# Challenge
Please go through the records below and keep only the lines that contain the word "sign", copying each of them in full.

# Available data
-.-.-

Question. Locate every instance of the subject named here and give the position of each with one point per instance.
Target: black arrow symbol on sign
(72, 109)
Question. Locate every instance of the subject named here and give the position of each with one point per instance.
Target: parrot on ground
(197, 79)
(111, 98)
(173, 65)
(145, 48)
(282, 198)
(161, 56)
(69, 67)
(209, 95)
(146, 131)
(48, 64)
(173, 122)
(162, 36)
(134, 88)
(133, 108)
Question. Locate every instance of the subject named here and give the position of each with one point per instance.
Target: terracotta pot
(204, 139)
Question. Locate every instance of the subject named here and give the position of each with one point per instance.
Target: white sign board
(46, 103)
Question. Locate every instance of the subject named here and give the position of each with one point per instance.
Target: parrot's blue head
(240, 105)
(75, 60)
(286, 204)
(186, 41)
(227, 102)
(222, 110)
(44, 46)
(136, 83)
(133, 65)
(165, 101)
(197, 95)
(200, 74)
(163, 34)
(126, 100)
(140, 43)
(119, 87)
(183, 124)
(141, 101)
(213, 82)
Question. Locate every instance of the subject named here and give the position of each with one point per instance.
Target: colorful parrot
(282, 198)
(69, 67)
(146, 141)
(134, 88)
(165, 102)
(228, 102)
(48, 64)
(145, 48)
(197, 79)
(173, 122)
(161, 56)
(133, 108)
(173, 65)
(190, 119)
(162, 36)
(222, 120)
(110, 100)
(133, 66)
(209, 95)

-.-.-

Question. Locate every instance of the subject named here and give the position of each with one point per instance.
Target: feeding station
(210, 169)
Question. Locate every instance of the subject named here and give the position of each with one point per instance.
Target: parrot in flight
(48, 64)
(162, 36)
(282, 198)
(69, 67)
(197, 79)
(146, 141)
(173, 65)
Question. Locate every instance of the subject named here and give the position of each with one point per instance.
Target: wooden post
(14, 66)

-.-.-

# Response
Target: black arrow symbol on sign
Target: white sign board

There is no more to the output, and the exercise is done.